Begin DOCUMENT PASSAGE
There’s an internal conversation I've been having lately around acceptance and forgiveness. What are the gifts involved and inherent in the words themselves - in giving myself acceptance, in accepting the gift of forgiving myself, and in for-give-ing the Other? Of being pro-give-ing. How much, and what exactly, am I giving when I forgive? A certain desire to win or to be right? Not that I'm giving that to the other but rather giving up on that in order to give the other the gift of forgiveness.
And myself. For-give-ing myself. Yesterday I put myself to the task of carrying 20kg/45lbs of groceries in my tramping pack, back to where I’m staying 3kms/1.75miles away from a suitably-named co-op: Sovereign. I decided to do it as training. I could have taken it in smaller batches over the weeks, or caught the bus most of the way, or even splurged on an Uber, especially when the timing of it meant I might be late for an appointment afterwards.
But then I thought of Miriam Lancewood, our lead Amazon in The Amazon Academy I had created in 2018. It was a marriage of ecological awareness with the evolution yoga engenders that focused on empowering women and was inspired by the ancient Amazonian horse archers, the nomadic tribes of the Eurasian Steppes.
Miriam and her partner Peter had spent 7 years living nomadically in the bush of Aotearoa/New Zealand and then went on to do the same across Europe and into Australia. When they were low on the food supplies that she couldn’t hunt, she would trek out of the wilderness with an empty pack and her guitar, hitchhike to the nearest populated area, busk for money to buy food, and then make the return trip. Most people wouldn’t dream of such an ordeal to feed themselves when these days you can easily have food delivered direct to your door.
Yet simultaneous to the inspiration in that memory what also lept up to meet me on the path was the judgment in my own mind of "failing" with The Amazon Academy. 2020 came along and I let the whole thing drop, but that was only an easy guise to drop it under, as I had been struggling within myself towards the end of our year of expeditions in 2019. In our last gathering I felt shame around how I was measuring up to what I could be and what I dreamed the academy could be. And in how I had handled difficult situations and treated others.
With Miriam in December 2019 above the Anatoki River, South Island, New Zealand.
End DOCUMENT PASSAGE
Begin RECORD EXCERPTS
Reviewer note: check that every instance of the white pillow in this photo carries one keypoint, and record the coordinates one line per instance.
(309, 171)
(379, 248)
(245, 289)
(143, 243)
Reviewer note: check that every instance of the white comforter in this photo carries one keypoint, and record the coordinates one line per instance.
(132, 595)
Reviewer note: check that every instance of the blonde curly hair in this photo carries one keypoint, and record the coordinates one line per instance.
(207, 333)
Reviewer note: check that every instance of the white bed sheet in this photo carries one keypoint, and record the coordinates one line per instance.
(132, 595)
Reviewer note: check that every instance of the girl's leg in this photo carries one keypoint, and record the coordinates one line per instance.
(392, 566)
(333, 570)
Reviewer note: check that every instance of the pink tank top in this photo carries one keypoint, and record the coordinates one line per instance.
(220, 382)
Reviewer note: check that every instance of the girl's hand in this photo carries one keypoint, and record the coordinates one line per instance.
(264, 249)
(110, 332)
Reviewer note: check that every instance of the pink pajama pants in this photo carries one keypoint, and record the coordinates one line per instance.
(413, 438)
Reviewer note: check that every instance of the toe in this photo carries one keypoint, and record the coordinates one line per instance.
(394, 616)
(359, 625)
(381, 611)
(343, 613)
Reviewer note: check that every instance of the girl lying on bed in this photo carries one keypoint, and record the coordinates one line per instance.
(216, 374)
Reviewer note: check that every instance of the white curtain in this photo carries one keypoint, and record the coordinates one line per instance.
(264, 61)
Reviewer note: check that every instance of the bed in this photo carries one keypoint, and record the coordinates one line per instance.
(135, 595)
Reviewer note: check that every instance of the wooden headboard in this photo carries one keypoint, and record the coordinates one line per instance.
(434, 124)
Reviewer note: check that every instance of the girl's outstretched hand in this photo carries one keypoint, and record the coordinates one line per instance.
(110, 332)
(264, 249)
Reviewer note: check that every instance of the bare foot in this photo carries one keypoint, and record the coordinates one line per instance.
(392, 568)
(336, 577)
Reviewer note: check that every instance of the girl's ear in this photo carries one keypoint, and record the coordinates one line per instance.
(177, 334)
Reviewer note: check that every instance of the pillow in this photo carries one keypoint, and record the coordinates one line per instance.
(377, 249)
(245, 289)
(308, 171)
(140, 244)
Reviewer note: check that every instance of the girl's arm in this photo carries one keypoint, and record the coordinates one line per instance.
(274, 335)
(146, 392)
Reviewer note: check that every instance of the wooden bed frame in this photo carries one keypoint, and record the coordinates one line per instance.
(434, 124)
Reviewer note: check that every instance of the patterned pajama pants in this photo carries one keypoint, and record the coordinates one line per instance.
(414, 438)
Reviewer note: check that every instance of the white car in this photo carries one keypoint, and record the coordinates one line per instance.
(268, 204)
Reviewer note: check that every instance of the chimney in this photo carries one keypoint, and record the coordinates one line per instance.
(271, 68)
End RECORD EXCERPTS
**CHALLENGE 1**: Translate this sentence from the reflection on forgiveness into Spanish: "In our last gathering I felt shame around how I was measuring up to what I could be and what I dreamed the academy could be."
**CHALLENGE 2**: Carry the reflection on forgiveness further, picking up from its final line.

**RESPONSE 1**: En nuestro último encuentro sentí vergüenza por cómo me estaba midiendo frente a lo que podía ser y a lo que soñaba que podía ser la academia.

**RESPONSE 2**:
All of that came flooding back yesterday as I trudged along an urban path with the privilege of compostably-packaged organic goods. I was comparing myself and where/how I am in the world right now with her, and where/how she appears to be in her world. Here I was on a small incline in a modern city, versus where I imagine she is in preparing for an upcoming expedition into the Himalayas by going up steep hills with a heavy load. Although I am delighted for her, and them, I have yet to accept and forgive myself enough to reach out beyond myself to reconnect with her.
There's all-ways a spectrum that I can slide myself up or down in terms of comparing - now better, now worse, than some Other. Or even in comparison to myself on a scale of spacetime - now better, now worse, than mySelf in "the past" or "the future".
The gift that is given in for-give-ing is presence, by honouring the present moment. Without getting caught up in forgetting or ignoring past actions or attitudes in myself or anOther, I choose to be present with who shows up this time, this moment. In me. In the seeming-Other. So the gift, as well, is welcoming the reflection, in both senses, of contemplating how we engage with hurts and expectations internally and externally, and also how that is reflected in those we engage with. The mirroring that the world (in all its wisdom) so readily supplies, whether I'm willing to look or not.
My dear maman has a sweet practice that she says she picked up from Louise Hay. Every time she looks in a mirror she says, "I love you!" If she comes across the mirror in public then she thinks or whispers it. I've only managed to do it twice now and it feels somewhat silly, which is what tells me it's an important challenge to take on. Simple is rarely easy, except perhaps for the innocent. And innocent means unharmed, un-violated.
Unstruck is the translation of Anahata, the heart chakra/centre. Anahata is associated with the sound that emanates without two things striking together. Which, when you think about it, seems impossible since all sounds, even the vocal cords, need to reverberate (strike) in order to sound or sing.
In forgiving I am re-cognize-ing the harm into music. I am taking the struck-ness and shifting the meaning of it from harm to harmony.
Looks so nice in how the words line up like that, but again I’ll admit it’s not so simple to apply. Part of my experience with sound is that I have had to learn the origins of sounds. Friends would lovingly laugh at me for looking like a dog with its head cocked, one ear up, trying to "hear". It wasn't so much about hearing as about identifying. For me sounds are similar and my journey with partial deafness has been in deciphering the source of what I’m hearing in order to navigate generally, but also, more essentially, to feel safe.
For pain sounds very similar to pleasure. Pleasure borders on pain. No wonder I've studied orgasmic birth in courses with such titles as Pain to Pleasure birthing. I'm careful to iterate that I do not condone harm, or dismiss pain, or those who have perpetrated the same. I do, however, re-cognize that they could do no other at that point in time. I also deeply acknowledge my own limited views that have caused pain or harm to others, or to myself.
And this is where and how it's all so tricksy. Unity consciousness means I feel all of it and I am capable of all of it and can therefore forgive all of it, regardless of seeming boundaries of inner or outer.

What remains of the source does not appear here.